**Task to carry out:**
From the text on migraine headaches below, extract the stretch from "A lot of people" through "a regular headache." word for word.

**Text provided:**

########

What Triggers Your Migraine Headache?
It really can be just about anything, and what precedes your migraine episode may not be the same for other migraine sufferers. Some common triggers include a variety of foods with artificial sweeteners like aspartame, nitrates and food additives like monosodium glutamate (msg), aged cheese, various scents, chemicals and fumes from cleansers and gas, medication, emotional ups and downs, physical activity/exercise, hormonal changes, stress and lack of sleep.
Many migraine sufferers get some type of warning in what is commonly known as an aura. Auras may include visual changes like flickering lights, blurriness, temporary blindness, heightened sense of smell and hearing. The warning from auras is sometimes good when you are aware enough to actually pay attention to the symptoms.
Research indicates a chemical imbalance of the mood regulating serotonin and hormonal changes cause migraine attacks. Some people are also believed to be predisposed to getting this neurological illness, meaning the migraine gene runs in the family, passed on down from one generation to another affecting mostly women family members than men.
A lot of people still at this time do not understand how disabling and debilitating a migraine attack can be, and may casually dismiss your symptoms as just a headache assuming the pain is just about the same level or a little bit worse than they experience. The reality is the pain which is probably 20 times worse than a headache is just one of the symptoms. The nausea and vomiting, dizziness, sensitivity to light, sound and smell are not understood or not thought of as possible because these do not come with a regular headache.
If you are a migraine sufferer, I can imagine your tolerance to pain is extremely high, having to function in society as if things were normal because sometimes you just have to. But with more recent awareness efforts, and advanced research on this illness, more and more people have become sensitive and more acceptable of the reality of migraine and its disabling effects on the sufferer.
Coping With Migraine Headaches
Doing the following things at the very first sign of an oncoming attack is often enough to thwart a full blown episode.
- Massage the back of your neck and work your way up around your head, and all the way to your temples with natural oils like peppermint, marjoram, lavender and feverfew . The oil with its healing properties gives a soothing, calming and numbing sensation for a very effective relief.

########

**Supplied records:**
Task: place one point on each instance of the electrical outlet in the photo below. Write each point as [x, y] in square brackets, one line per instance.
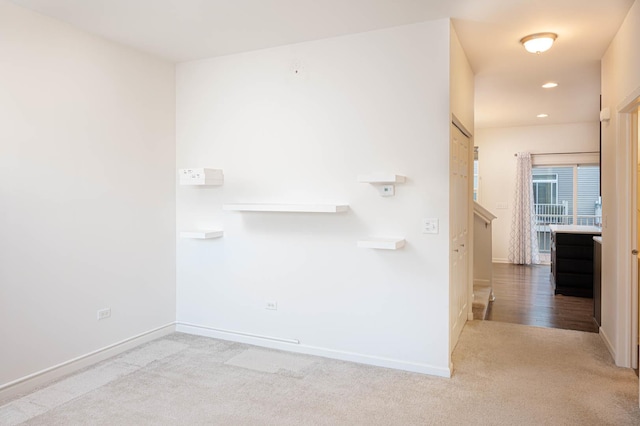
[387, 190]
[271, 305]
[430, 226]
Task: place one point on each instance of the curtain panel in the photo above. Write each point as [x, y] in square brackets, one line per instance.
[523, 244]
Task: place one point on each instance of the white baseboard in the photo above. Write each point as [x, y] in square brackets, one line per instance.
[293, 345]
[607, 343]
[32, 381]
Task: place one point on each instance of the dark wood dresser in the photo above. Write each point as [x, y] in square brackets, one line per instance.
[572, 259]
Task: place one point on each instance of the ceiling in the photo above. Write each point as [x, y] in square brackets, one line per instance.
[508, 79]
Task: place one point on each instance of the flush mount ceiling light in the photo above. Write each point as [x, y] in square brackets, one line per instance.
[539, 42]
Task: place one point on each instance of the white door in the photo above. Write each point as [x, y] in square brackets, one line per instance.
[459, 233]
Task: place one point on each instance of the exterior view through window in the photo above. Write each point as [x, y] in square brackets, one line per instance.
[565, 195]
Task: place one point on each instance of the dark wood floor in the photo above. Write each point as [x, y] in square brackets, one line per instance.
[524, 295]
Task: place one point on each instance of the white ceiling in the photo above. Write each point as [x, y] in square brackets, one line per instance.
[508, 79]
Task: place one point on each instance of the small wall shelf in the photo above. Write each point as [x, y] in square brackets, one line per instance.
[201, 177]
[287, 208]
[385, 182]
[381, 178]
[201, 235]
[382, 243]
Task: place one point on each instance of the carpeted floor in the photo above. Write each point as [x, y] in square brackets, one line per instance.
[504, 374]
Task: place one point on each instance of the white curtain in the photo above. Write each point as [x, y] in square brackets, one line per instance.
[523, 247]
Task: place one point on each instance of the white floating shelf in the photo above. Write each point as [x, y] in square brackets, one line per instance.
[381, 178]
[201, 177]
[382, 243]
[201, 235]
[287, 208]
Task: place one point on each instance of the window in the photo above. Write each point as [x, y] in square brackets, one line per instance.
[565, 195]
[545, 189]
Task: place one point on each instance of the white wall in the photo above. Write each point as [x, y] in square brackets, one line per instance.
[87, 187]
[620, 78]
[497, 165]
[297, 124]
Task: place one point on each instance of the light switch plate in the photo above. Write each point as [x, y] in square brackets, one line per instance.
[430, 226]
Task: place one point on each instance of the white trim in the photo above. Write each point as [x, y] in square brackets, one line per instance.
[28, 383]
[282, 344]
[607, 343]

########

**Written solution:**
A lot of people still at this time do not understand how disabling and debilitating a migraine attack can be, and may casually dismiss your symptoms as just a headache assuming the pain is just about the same level or a little bit worse than they experience. The reality is the pain which is probably 20 times worse than a headache is just one of the symptoms. The nausea and vomiting, dizziness, sensitivity to light, sound and smell are not understood or not thought of as possible because these do not come with a regular headache.